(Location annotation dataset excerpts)
——
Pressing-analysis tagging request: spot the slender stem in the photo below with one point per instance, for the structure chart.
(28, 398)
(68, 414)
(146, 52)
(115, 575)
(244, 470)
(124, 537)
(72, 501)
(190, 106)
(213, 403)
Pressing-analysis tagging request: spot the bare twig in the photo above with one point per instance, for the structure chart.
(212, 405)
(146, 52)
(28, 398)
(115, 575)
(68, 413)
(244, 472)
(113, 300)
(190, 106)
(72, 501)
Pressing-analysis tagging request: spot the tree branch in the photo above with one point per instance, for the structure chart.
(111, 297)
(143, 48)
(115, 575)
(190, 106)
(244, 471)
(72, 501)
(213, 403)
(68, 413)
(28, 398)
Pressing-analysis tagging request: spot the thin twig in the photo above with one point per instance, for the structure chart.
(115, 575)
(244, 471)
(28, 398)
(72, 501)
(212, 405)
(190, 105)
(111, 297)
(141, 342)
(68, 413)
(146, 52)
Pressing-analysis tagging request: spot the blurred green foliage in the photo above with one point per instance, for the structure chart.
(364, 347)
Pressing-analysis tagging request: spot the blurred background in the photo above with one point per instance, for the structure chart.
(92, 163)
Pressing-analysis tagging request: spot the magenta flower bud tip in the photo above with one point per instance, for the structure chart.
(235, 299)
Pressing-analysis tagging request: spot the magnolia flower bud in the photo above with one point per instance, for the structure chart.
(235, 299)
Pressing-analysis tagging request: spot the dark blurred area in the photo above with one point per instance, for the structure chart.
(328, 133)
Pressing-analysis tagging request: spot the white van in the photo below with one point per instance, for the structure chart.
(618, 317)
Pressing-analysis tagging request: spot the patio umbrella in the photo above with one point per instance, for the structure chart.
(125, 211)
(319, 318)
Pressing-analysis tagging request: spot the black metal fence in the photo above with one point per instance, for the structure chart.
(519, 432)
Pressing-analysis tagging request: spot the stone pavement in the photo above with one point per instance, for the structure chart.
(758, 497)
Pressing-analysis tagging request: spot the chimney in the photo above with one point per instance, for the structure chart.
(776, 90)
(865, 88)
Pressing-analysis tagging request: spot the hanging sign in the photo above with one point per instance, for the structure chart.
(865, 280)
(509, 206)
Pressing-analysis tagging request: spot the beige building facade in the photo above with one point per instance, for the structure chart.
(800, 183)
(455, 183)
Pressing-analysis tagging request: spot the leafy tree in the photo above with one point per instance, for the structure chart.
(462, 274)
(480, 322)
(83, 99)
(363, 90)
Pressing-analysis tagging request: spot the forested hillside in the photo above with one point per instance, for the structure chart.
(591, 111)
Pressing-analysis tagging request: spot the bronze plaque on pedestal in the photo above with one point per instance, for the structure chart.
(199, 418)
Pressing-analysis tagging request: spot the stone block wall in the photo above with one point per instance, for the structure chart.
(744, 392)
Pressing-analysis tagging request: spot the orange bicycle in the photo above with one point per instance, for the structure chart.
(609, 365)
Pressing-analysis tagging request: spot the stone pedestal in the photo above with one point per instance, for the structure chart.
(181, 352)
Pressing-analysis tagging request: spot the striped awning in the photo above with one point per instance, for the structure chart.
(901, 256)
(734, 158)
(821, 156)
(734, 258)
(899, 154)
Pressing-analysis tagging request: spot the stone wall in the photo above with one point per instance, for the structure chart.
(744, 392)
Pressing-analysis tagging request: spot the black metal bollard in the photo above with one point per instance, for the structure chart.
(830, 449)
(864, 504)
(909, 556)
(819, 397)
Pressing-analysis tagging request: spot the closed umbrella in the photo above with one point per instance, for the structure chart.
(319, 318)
——
REQUIRED WORK>
Give all the lines above as a two-column CSV with the columns text and answer, using one row for each tagging line and the points listed under it. Put each value in a single quoted field, with line breaks replaced by spaces.

WRITTEN SOLUTION>
text,answer
"Pressing-analysis tagging request: spot the slender stem in the photo below with one point per instance, for the structure chart.","(28, 398) (68, 414) (146, 52) (115, 575) (244, 470) (124, 537) (72, 501) (190, 106) (213, 403)"
"Pressing-analysis tagging request: spot the bare twig in the photo above with one point per instance, for the structure chart.","(212, 405) (146, 52) (28, 398) (115, 575) (68, 413) (244, 472) (113, 300) (190, 106) (72, 501)"
"Pressing-analysis tagging request: spot the tree branch in the photo above with one point per instance, for the structure chart.","(111, 297) (143, 48) (115, 575) (190, 106) (244, 471) (72, 501) (213, 403) (68, 413) (28, 398)"
"Pressing-analysis tagging request: spot the thin twig in the photo above with one point per instance, for the structure chart.","(115, 575) (244, 471) (28, 398) (72, 501) (212, 405) (190, 105) (111, 297) (141, 342) (68, 413) (146, 52)"
"Pressing-analysis tagging request: spot the blurred green foliage in the photo above with one point per instance, for the structure chart.","(364, 347)"
"Pressing-analysis tagging request: spot the blurred background in the photo above with one point per instance, for the structure chart.","(92, 163)"
"Pressing-analysis tagging request: spot the magenta flower bud tip in the photo above with one point per instance, for the structure chart.","(235, 299)"
"Pressing-analysis tagging request: spot the magnolia flower bud in the photo above with one point per instance, for the structure chart.","(235, 299)"
"Pressing-analysis tagging request: spot the dark blurred area in the photo above with one point per instance, for the structure chart.","(328, 133)"
"Pressing-analysis tagging request: spot the white van in the photo below with one point per instance, for the structure chart.","(618, 317)"
"Pressing-analysis tagging request: spot the patio umbrella in the photo above with one point per instance, for the structure chart.","(125, 211) (319, 318)"
"Pressing-analysis tagging request: spot the black metal fence in the photo above with one point per instance, for the structure chart.","(519, 432)"
"Pressing-analysis tagging request: spot the stone pavement in the photo above with one point per instance, for the structure chart.","(758, 497)"
"Pressing-analysis tagging request: spot the chimney in the photo above with one point per instance, for the structure chart.","(776, 90) (865, 88)"
"Pressing-analysis tagging request: spot the hanging sign in the photo above with one point per instance, for the structure chart.","(865, 280) (509, 206)"
"Pressing-analysis tagging request: spot the beige building facade in the photo above with one point per instance, for the structure chart.","(800, 183) (455, 183)"
"Pressing-analysis tagging request: spot the leafy tree in the photo above with one point per instance, for the structure chart.","(462, 274) (480, 322) (83, 99) (363, 90)"
"Pressing-analysis tagging request: spot the forested hillside in the photo above with one point per instance, for the structure chart.","(591, 111)"
"Pressing-analysis tagging request: spot the bronze plaque on pedestal in the photo above with one point per instance, for the structure chart.","(199, 418)"
"Pressing-analysis tagging request: spot the stone block wall in the photo above with one point per instance, for the structure chart.","(744, 392)"
"Pressing-analysis tagging request: spot the orange bicycle in the photo above with one point per instance, for the structure chart.","(609, 365)"
"Pressing-analysis tagging request: spot the stone pedestal in the photo above with one point per instance, for the structure chart.","(181, 352)"
"Pressing-analysis tagging request: spot the striped awning in the photo above with one point per instance, for the structure chart.","(901, 256) (734, 158) (821, 156) (734, 258) (899, 154)"
"Pressing-analysis tagging request: spot the stone wall in the photo above with one point per instance, for the structure chart.","(744, 392)"
"Pressing-analysis tagging request: spot the black metal bollard in the photo above with one point per instance, for the structure chart.","(830, 449) (864, 504) (909, 556) (819, 397)"
"Pressing-analysis tagging request: spot the closed umbrella in the photo above with one point per instance, for the structure chart.","(319, 318)"